§ **Exercise set**
A – Swap in "tablet" for "laptop" and give again the part of the essay on pressing reset that opens with the words containing "At this point, you’re" and closes with "you know it.".
B – Pick up the essay on pressing reset after its last sentence and continue writing it.

§ **Excerpted text**

%%

Press R E S E T . . .

Imagine. You’re playing The Sims 4 and have managed to create your picture-perfect family. Sure, they’re nothing more than an algorithm, blips and bloops…maybe even sort of worthless. But they’re fun and you’ve grown to enjoy them in some far-fetched way regardless of their lack of sentient thought…or existence.

Just as one of your characters cheers in Simlish that she is expecting a baby…the game freezes.

This can’t be it. Wait a minute.

At this point, you’re starting to sweat a little bit. You press every button on the controller. You go online to google “fixing Sims 4 freezing.” But really, there’s only one thing you can do.

Press Reset.


We live in what I’d like to believe is a better world, technologically speaking. We have backups to our backups, autosaving, clouds, and anything you could imagine in case the unthinkable happens. It wasn’t always this way, and it isn’t always that way either.

So find yourself in that situation. Your phone is frozen. It’s a Samsung and maybe it overheated. Your laptop is hacked.

The only answer is to Press Reset, and start over…and you know it.

But it’s hard, isn’t it?

What if you didn’t back up everything? What happens if the thing you were working on won’t come back? You hesitate…but you still have to press reset.

“Life can only be understood backwards; but it must be lived forwards.”
― Søren Kierkegaard

The Reset button exists for a reason. We must reset. Some days, years, months and situations beckon us to start over from scratch. It is neither bad or good–imagine a world where we can’t reset; would it solve any of our problems? Would everything be saved?

Of course not. We’d be stuck in a world where nothing worked. We would be frozen in time. Inefficient. Maybe the old things would still exist, but like the past…we wouldn’t be able to get to them. Not in a way that is progressive or meaningful.

What are these barriers that keep people from reaching anywhere near their real potential? The answer to that can be found in another question and that’s this: Which is the most universal human characteristic: fear, or laziness?

Waking Life

But it’s so damn hard, isn’t it? What happens after the Reset? How do we go from here?

%%

§ **Excerpted data**
%%

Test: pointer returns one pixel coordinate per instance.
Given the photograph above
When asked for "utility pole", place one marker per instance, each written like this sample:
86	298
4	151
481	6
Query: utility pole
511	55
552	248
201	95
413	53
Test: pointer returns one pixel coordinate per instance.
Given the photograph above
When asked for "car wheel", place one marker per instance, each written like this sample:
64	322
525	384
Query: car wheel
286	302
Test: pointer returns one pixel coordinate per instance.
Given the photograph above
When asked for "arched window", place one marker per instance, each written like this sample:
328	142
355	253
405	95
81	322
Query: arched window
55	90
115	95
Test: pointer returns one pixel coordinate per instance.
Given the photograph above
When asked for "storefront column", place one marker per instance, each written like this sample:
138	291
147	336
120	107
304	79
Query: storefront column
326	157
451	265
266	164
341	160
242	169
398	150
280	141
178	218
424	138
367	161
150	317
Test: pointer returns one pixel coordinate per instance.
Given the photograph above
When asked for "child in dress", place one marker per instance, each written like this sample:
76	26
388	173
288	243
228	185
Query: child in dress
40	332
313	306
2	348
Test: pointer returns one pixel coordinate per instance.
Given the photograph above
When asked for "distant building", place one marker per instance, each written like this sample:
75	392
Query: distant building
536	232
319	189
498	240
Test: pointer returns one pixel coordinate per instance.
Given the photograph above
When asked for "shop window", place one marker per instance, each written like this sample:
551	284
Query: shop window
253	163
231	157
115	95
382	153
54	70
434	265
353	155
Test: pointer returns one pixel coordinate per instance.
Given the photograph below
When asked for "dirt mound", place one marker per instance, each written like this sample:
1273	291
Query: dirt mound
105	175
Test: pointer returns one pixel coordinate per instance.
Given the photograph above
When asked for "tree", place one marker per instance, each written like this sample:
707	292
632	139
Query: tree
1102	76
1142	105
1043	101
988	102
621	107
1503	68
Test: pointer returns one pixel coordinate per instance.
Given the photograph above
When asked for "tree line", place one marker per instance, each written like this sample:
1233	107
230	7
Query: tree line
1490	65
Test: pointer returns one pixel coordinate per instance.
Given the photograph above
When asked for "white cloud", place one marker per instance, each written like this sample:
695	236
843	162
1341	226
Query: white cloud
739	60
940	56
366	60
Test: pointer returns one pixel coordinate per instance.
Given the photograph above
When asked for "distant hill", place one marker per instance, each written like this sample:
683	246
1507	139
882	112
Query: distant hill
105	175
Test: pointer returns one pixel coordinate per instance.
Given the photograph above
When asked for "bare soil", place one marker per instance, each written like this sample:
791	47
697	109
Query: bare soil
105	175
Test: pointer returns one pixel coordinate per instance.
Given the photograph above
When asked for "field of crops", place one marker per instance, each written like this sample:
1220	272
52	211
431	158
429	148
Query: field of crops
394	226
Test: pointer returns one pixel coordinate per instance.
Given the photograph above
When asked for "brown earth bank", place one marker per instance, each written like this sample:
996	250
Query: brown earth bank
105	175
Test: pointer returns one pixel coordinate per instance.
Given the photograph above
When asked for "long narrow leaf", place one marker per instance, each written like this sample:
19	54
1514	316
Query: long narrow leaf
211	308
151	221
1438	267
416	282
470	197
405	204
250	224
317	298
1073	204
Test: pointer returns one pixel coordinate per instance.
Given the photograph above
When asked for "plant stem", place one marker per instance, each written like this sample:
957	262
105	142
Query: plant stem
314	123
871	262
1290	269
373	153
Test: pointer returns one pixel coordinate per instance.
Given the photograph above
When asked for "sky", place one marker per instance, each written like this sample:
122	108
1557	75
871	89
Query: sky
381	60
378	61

%%

§ **Responses to the exercise**
A –
At this point, you’re starting to sweat a little bit. You press every button on the controller. You go online to google “fixing Sims 4 freezing.” But really, there’s only one thing you can do.

Press Reset.


We live in what I’d like to believe is a better world, technologically speaking. We have backups to our backups, autosaving, clouds, and anything you could imagine in case the unthinkable happens. It wasn’t always this way, and it isn’t always that way either.

So find yourself in that situation. Your phone is frozen. It’s a Samsung and maybe it overheated. Your tablet is hacked.

The only answer is to Press Reset, and start over…and you know it.

B –
We try again. Maybe we fret, and with this clean slate, we try to do all that we did before. But who can be sure it will be exactly the same? The past becomes a haunting ghost; memories lingering over our shoulders, but unclear, and unresponsive to our calls. We push forward, trying to attempt to recarve a path from memory.

We embrace the reset. It isn’t how we expected. It isn’t how we wanted it to happen. But, it is a moment to realize that we could have done things differently. We could’ve prepared better. And next time, we will. And now, with a clean slate, we make and tell new stories, and forge a new path.

Starting over is not easy. Trust me, I’ve done it more times than I can count. Our culture shames those who reset too often. Those who don’t hold jobs for long enough. Who move too much. Who change majors. That go to jail and get out, with nothing. Who change their entire identity. Maybe even changes their hair color too frequently.

Resetting is not throwing away. It is not total erasure; after all, those things existed, and nothing will stop that. Even if you can’t access those Sims you created, you still remember them, and you still played the game. Even if the photos of your grandmother were lost in the flood–the memories persist, still changed you, and will still matter after they are gone.

Ask Yourself: What if the best version of your world exists only after you start over?

DSC_0355
The World at 10,000 Feet.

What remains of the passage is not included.